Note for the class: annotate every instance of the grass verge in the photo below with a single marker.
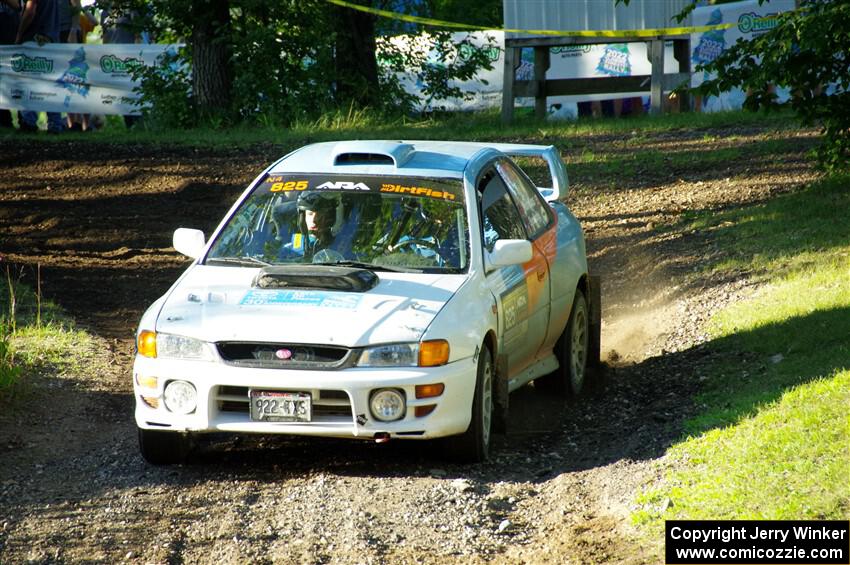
(772, 438)
(360, 124)
(34, 335)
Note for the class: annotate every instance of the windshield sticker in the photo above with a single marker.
(342, 185)
(300, 298)
(278, 185)
(439, 189)
(417, 191)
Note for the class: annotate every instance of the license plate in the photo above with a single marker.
(272, 406)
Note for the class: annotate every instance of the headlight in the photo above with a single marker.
(426, 354)
(170, 346)
(394, 355)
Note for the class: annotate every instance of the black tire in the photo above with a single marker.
(572, 349)
(163, 448)
(473, 446)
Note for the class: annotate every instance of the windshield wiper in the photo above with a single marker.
(245, 261)
(370, 266)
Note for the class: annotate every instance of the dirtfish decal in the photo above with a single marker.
(74, 78)
(754, 23)
(114, 65)
(23, 64)
(711, 43)
(615, 61)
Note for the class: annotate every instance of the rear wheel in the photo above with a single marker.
(163, 448)
(473, 446)
(572, 349)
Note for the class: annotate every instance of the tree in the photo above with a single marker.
(211, 55)
(807, 52)
(355, 56)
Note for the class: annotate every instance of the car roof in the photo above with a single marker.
(441, 159)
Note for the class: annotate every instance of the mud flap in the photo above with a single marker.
(594, 353)
(501, 396)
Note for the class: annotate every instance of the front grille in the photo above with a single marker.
(327, 405)
(283, 355)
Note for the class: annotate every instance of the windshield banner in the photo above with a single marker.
(74, 77)
(422, 188)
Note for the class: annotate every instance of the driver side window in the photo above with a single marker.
(499, 215)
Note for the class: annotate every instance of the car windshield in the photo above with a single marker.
(394, 223)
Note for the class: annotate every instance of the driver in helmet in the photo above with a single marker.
(319, 220)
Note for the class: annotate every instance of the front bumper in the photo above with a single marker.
(340, 399)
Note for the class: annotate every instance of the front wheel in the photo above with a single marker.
(163, 448)
(473, 446)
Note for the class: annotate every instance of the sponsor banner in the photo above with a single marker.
(749, 19)
(575, 61)
(78, 78)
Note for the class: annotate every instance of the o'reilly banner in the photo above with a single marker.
(70, 77)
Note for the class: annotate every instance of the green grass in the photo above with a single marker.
(35, 335)
(360, 124)
(772, 438)
(787, 234)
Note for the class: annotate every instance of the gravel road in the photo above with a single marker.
(562, 482)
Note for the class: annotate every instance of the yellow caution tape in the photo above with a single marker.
(587, 33)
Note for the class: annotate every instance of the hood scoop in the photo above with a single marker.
(312, 277)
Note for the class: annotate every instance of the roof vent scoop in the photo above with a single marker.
(372, 153)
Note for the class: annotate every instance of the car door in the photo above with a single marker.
(500, 219)
(539, 224)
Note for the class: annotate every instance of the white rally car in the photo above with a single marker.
(373, 290)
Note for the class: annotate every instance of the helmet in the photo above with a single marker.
(317, 202)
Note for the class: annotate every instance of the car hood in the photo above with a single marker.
(221, 304)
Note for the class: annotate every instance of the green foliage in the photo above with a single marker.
(437, 61)
(283, 63)
(807, 53)
(165, 89)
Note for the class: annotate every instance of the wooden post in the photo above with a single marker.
(682, 54)
(511, 63)
(656, 58)
(541, 65)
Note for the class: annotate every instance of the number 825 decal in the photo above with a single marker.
(289, 185)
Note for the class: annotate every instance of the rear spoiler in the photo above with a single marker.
(550, 154)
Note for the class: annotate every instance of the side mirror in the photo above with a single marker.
(189, 242)
(508, 252)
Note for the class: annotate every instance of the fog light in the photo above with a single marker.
(180, 397)
(387, 404)
(146, 381)
(150, 401)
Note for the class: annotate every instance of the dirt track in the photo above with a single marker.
(99, 218)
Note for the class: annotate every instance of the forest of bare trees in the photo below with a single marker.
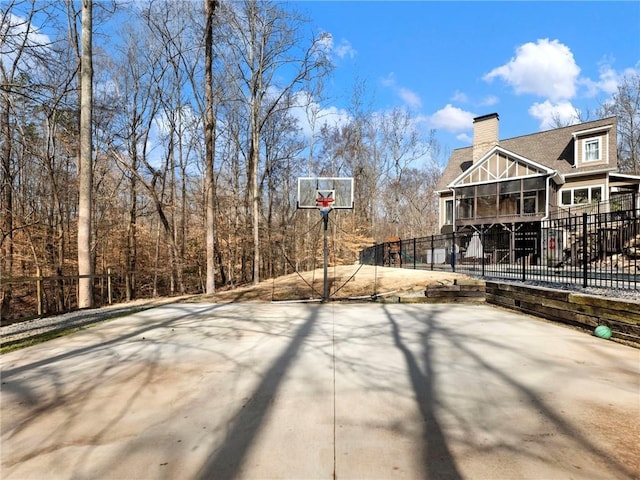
(202, 115)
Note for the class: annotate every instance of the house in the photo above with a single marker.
(518, 183)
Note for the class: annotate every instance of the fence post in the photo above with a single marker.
(414, 253)
(432, 252)
(453, 253)
(482, 243)
(39, 290)
(109, 285)
(585, 262)
(522, 256)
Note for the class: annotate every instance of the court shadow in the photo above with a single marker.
(226, 461)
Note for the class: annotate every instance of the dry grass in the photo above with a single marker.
(344, 282)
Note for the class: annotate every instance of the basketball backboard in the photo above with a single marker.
(311, 189)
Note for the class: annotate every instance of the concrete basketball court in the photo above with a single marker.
(322, 391)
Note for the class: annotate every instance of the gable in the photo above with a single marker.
(497, 165)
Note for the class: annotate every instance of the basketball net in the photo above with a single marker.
(324, 204)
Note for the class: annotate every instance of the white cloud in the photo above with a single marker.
(551, 115)
(305, 109)
(389, 80)
(342, 50)
(410, 98)
(545, 68)
(452, 119)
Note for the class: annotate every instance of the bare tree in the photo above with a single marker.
(85, 170)
(273, 60)
(625, 105)
(209, 129)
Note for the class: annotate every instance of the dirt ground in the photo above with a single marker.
(345, 282)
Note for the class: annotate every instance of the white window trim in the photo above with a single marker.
(446, 202)
(598, 140)
(589, 199)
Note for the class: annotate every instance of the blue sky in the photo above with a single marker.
(450, 61)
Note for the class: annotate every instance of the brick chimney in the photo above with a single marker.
(485, 134)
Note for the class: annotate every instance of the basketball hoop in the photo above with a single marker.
(324, 203)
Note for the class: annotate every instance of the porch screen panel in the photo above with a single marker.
(487, 200)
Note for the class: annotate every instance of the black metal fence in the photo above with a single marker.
(600, 249)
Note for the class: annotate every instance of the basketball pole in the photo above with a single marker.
(325, 291)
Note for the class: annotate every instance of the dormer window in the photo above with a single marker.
(592, 150)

# Stated goal:
Output all of the entries verbatim, leaving out any images.

# The solution:
Note for the class: annotate every instance of the grass verge in the photo below with a single marker.
(772, 438)
(360, 124)
(34, 335)
Note for the class: annotate every instance of the windshield sticker in the photo above with a single marker.
(342, 185)
(300, 298)
(278, 185)
(439, 189)
(417, 191)
Note for the class: annotate every instance of the license plate in the photo above with a single marker.
(272, 406)
Note for the class: annotate every instance of the headlight in the photo above with a single marker.
(426, 354)
(170, 346)
(394, 355)
Note for the class: annotate every instance of the black tire in the photo above with a single marker.
(572, 349)
(163, 448)
(473, 446)
Note for the class: annotate every instance of the windshield wiper in the photo above with a single marker.
(245, 261)
(370, 266)
Note for the class: annotate every instance of the dirtfish decal in the photo above with a single marker.
(74, 78)
(754, 23)
(114, 65)
(23, 64)
(711, 43)
(615, 61)
Note for the class: annotate every instance of the rear wheel in the photo above with a single marker.
(163, 448)
(473, 446)
(572, 349)
Note for the class: annotate every instance of the tree in the photo above with a single marker.
(211, 55)
(807, 52)
(355, 56)
Note for the class: annotate every instance of the car roof in the photo above with a single marker.
(441, 159)
Note for the class: annotate every instance of the mud flap in the photo above with a single marker.
(594, 353)
(501, 396)
Note for the class: annotate every instance of the front grille in the photo above with a single marker.
(327, 405)
(283, 355)
Note for the class: annotate every instance of the windshield banner in the photo above with a single marker.
(74, 77)
(422, 188)
Note for the class: annotate every instance of the driver side window in the photo above with a single marker.
(499, 215)
Note for the class: annotate every instance of the car windshield in the photo above with a single marker.
(394, 223)
Note for the class: annotate every instance of the driver in helmet in the photo above with a single marker.
(319, 220)
Note for the class: annotate every instance of the front bumper in the photo above with a single marker.
(340, 399)
Note for the class: annotate every instance of the front wheel in the photo above with a single marker.
(163, 448)
(473, 446)
Note for the class: annotate every instance of the sponsor banner in the photo above with a single marker.
(749, 19)
(575, 61)
(78, 78)
Note for the class: annotate every instance of the o'reilly banner in the photo above with a single marker.
(70, 77)
Note for the class: annotate every instance of the green grass in the photo above with a single marker.
(35, 335)
(360, 124)
(772, 438)
(787, 234)
Note for the class: annotate every instance of the gravel road in the photo above with a single marker.
(562, 482)
Note for the class: annotate every instance of the yellow caution tape in the photo above with a single marker.
(587, 33)
Note for the class: annotate every instance of the hood scoop in the photo above with a single marker.
(312, 277)
Note for the class: annotate every instance of the roof vent scoop in the photo above with a single marker.
(372, 153)
Note for the class: annotate every instance of the car door in the photo above with a single marker.
(500, 219)
(539, 224)
Note for the class: annotate every instance of the white rally car in the photo above with a single marker.
(373, 290)
Note for the class: annotate every instance of the helmet in the photo above with a single marker.
(317, 202)
Note for the class: annotate every instance of the car hood in the photo above with a single marker.
(221, 304)
Note for the class: annotate every instance of the green foliage in the photo above with a single marker.
(437, 61)
(283, 63)
(807, 53)
(165, 89)
Note for the class: annotate every instance of the wooden post in the photo above with a single marker.
(682, 54)
(511, 63)
(656, 58)
(541, 65)
Note for the class: annotate every instance of the number 825 decal in the photo above with a single marker.
(289, 185)
Note for the class: annotate every instance of the rear spoiler in the photo above with a single marker.
(550, 154)
Note for the class: annotate every instance of the side mirror in the photo above with a single marker.
(189, 242)
(508, 252)
Note for the class: annotate every instance of the fog light in the photo above with a single marker.
(180, 397)
(387, 404)
(146, 381)
(150, 401)
Note for the class: annotate every instance of the dirt track in the photo above with a single marker.
(99, 218)
Note for the class: annotate every instance of the forest of bare trees in the photo below with a single marker.
(202, 115)
Note for the class: annotate every instance of the house in the photo above with a single marker.
(518, 183)
Note for the class: annotate every instance of the fence post in the photo above with a single marker.
(414, 253)
(432, 252)
(453, 253)
(482, 243)
(39, 290)
(109, 285)
(585, 262)
(522, 256)
Note for the class: annotate every instance of the court shadow in the photo above with a single marker.
(226, 461)
Note for the class: annotate every instance of the dry grass in the photo above with a single marker.
(344, 282)
Note for the class: annotate every instance of the basketball backboard in the photo above with a single marker.
(311, 189)
Note for the class: annotate every instance of the concrete basketball court in the photo above with a single marker.
(322, 391)
Note for the class: annotate every instance of the gable in the photo above with a single marker.
(497, 165)
Note for the class: annotate every instance of the basketball net in the photo above with a single marker.
(324, 204)
Note for the class: annotate every instance of the white cloud in the photo above with a single marker.
(551, 115)
(305, 109)
(389, 80)
(342, 50)
(410, 98)
(545, 68)
(452, 119)
Note for the class: annotate every instance of the bare tree in the photo above with a single marker.
(85, 170)
(273, 60)
(625, 105)
(209, 129)
Note for the class: annotate every instance of the dirt ground in the photo above with a single marker.
(345, 282)
Note for the class: annotate every instance of the white window trim in the photo above with a single marker.
(446, 202)
(598, 140)
(589, 199)
Note for the class: annotate every instance of the blue sky in the photo above with a single marker.
(450, 61)
Note for the class: annotate every instance of the brick chimney in the photo above with a single marker.
(485, 134)
Note for the class: annotate every instance of the basketball hoop in the photo above with a single marker.
(324, 203)
Note for the class: annotate every instance of the porch screen panel in the photo above with a single marker.
(487, 200)
Note for the class: annotate every instance of the black metal fence in the photo above with a single marker.
(600, 249)
Note for the class: annotate every instance of the basketball pole in the photo above with a single marker.
(325, 291)
Note for the class: annotate every instance of the dormer window in the photo above with a single marker.
(592, 150)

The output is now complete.